Collected data entries:
---------------

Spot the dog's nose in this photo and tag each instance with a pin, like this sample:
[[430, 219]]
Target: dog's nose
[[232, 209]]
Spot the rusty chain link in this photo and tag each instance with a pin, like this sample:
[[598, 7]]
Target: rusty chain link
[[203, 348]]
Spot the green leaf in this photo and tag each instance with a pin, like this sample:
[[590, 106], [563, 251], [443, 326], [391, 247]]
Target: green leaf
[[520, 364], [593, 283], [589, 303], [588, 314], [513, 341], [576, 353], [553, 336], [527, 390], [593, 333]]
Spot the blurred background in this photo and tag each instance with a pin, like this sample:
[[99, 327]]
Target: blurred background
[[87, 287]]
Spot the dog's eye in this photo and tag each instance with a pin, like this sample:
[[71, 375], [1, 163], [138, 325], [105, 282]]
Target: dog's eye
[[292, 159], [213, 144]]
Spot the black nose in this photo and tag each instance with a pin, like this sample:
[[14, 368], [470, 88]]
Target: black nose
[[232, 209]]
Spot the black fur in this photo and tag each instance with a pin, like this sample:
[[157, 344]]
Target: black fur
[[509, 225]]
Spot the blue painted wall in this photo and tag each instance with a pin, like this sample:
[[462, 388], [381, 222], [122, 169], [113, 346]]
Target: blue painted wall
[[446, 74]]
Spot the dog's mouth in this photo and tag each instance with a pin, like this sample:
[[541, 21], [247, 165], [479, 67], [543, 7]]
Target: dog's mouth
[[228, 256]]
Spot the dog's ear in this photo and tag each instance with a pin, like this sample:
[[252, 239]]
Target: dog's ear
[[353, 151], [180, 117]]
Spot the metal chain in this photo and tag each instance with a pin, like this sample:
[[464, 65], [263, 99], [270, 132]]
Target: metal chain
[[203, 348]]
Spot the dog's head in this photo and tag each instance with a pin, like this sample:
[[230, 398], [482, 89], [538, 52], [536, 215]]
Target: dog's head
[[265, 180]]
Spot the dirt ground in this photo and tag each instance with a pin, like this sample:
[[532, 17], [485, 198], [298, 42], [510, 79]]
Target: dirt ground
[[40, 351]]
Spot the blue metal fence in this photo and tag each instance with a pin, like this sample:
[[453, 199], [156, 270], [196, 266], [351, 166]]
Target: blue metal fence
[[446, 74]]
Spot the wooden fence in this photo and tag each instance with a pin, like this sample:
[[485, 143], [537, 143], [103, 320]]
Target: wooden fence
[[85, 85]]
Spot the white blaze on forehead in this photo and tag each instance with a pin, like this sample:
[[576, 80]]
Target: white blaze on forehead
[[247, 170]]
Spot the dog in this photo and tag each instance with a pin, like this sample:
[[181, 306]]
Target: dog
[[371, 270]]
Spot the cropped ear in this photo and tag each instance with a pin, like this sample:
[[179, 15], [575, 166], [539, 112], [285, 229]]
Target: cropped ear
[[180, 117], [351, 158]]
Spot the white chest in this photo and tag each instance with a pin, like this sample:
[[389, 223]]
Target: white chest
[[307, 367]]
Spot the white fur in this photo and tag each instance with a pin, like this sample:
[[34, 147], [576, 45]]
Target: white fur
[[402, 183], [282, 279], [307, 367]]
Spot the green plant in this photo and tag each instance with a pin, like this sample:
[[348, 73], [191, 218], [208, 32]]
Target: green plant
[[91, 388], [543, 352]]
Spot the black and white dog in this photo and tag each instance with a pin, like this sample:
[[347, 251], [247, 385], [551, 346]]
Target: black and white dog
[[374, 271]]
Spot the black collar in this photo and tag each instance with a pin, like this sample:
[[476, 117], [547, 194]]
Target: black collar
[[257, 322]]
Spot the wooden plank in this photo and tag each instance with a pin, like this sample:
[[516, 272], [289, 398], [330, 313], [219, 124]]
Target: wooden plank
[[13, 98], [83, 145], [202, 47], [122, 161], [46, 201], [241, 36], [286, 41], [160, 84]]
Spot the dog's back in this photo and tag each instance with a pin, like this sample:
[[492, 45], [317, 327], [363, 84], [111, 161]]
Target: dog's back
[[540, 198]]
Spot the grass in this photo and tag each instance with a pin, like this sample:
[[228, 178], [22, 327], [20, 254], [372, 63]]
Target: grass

---------------

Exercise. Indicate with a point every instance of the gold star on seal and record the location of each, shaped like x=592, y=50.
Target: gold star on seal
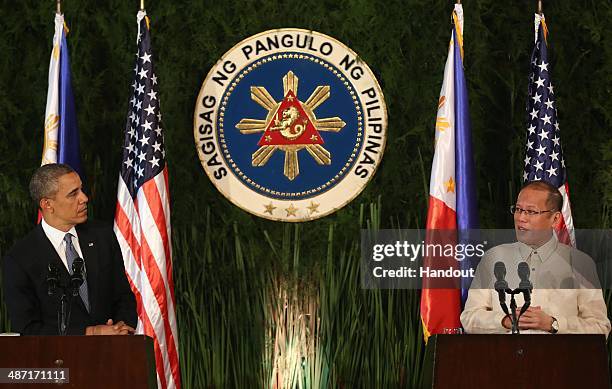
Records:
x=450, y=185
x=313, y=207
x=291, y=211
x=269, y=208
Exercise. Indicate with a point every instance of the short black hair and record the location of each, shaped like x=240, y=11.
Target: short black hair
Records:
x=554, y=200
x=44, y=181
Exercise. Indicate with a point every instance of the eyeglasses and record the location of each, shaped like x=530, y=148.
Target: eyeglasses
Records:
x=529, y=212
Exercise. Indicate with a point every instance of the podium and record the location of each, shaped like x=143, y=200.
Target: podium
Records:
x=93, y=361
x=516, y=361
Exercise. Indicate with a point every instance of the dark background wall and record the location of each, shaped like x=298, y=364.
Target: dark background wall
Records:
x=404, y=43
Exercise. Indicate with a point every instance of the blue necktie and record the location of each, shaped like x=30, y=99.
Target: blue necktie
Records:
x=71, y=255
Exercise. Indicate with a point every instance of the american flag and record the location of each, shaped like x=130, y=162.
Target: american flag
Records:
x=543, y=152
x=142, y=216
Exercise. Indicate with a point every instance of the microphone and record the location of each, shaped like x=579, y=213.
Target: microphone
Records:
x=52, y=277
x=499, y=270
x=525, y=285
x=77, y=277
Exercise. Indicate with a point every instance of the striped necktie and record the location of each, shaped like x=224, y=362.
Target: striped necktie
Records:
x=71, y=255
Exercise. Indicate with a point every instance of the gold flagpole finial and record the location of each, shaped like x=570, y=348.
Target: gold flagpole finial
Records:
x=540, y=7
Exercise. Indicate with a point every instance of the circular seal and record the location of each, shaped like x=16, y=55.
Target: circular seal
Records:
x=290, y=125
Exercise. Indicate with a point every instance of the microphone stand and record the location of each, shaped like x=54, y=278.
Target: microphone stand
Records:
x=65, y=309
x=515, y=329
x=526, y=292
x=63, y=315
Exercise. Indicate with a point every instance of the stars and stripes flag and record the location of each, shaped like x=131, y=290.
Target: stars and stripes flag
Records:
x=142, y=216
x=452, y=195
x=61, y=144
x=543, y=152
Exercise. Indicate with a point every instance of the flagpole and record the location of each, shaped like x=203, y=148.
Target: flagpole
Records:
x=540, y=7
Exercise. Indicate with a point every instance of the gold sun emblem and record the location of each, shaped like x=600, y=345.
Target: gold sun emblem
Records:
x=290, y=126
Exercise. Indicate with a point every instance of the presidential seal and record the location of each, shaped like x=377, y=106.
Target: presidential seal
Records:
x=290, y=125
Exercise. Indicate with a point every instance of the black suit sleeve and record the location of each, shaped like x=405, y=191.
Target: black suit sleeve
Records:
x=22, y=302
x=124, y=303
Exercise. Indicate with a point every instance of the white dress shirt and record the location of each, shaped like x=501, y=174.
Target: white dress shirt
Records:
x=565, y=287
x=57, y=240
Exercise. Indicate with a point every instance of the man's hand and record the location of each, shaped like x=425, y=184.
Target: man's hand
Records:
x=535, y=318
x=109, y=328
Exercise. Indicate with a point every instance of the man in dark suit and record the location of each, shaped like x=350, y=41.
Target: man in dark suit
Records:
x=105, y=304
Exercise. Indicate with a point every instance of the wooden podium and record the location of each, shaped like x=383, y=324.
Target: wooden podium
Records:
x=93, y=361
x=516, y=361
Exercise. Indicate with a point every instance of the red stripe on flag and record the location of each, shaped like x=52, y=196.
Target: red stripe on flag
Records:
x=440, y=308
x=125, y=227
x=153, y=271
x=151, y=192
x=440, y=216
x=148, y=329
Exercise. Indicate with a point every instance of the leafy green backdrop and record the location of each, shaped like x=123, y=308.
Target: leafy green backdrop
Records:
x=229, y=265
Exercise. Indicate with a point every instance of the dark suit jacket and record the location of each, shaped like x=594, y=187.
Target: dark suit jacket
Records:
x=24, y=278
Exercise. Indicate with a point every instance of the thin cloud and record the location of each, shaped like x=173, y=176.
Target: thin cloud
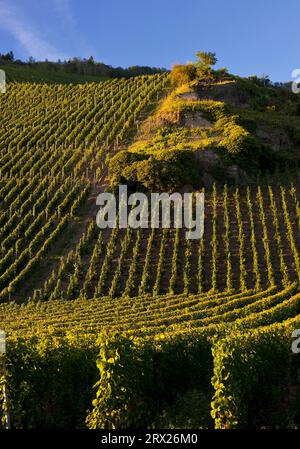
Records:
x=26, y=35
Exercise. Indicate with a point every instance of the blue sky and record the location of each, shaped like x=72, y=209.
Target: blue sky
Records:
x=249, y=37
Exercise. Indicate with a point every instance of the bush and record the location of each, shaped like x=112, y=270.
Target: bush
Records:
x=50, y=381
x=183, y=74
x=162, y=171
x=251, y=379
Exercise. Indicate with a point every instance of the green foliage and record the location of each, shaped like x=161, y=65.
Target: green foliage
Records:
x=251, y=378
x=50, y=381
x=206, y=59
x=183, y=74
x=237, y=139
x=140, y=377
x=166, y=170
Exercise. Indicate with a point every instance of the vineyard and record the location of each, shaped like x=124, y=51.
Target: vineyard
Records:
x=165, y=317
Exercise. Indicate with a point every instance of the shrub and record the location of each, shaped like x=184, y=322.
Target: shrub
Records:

---------------

**Your assignment:**
Pull every line containing the word "emblem" out of the entries above.

**Exercise solution:**
Exercise. Indicate with a point every instance of the gold sun emblem and record the location of each, shaped like x=600, y=345.
Target: gold sun emblem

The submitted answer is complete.